# Aim of the exercise
Present the listing below as a numbered list with one entry per line and no blank lines, leaving out the pictures.

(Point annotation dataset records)
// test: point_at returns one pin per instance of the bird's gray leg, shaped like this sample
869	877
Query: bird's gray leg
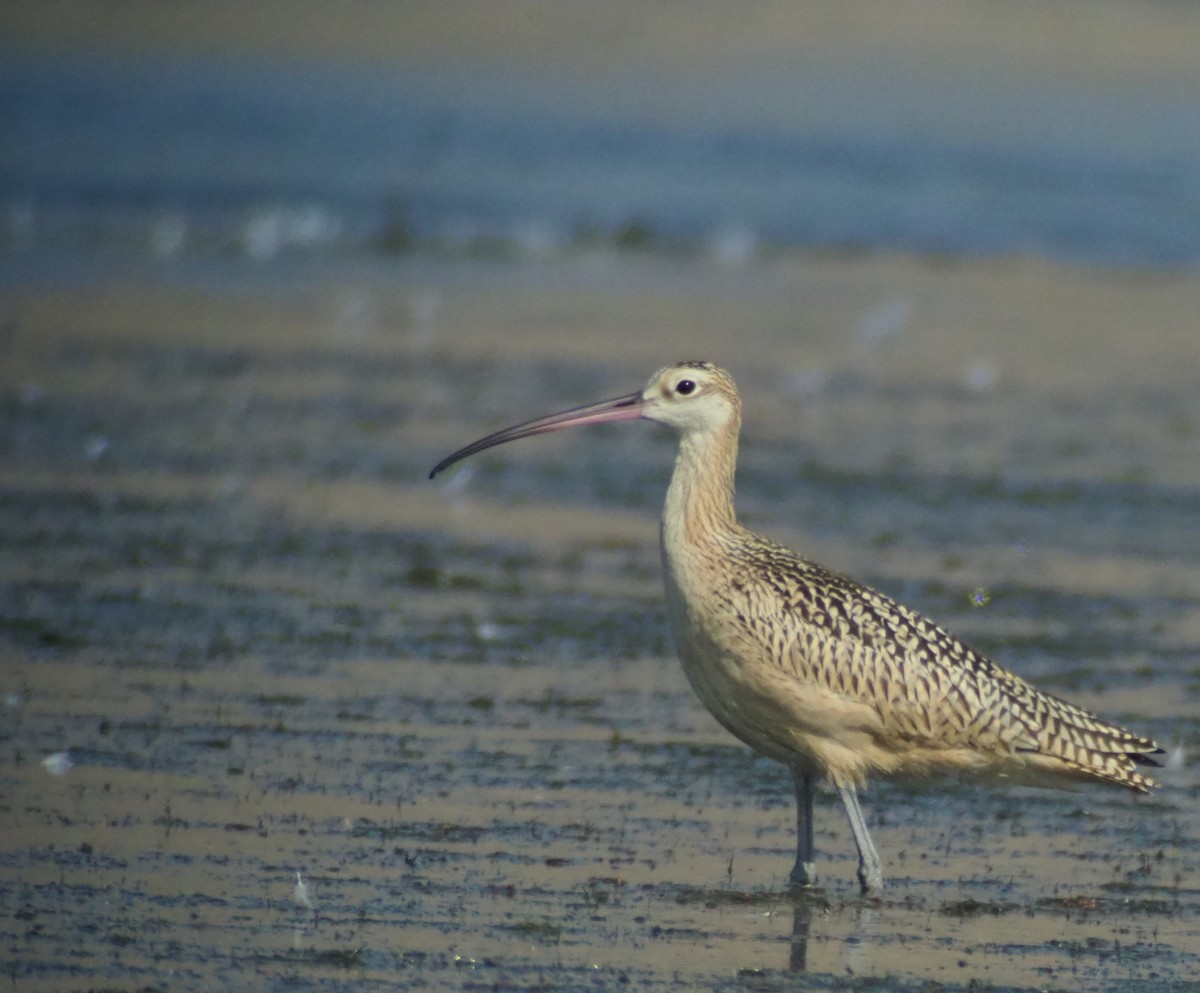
870	873
804	872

# Response to the task
1. // test: point_at returns one pin per instance of the bird's gray leg, shaped like this sample
2. 869	877
3. Query: bird's gray leg
4. 870	873
5. 804	872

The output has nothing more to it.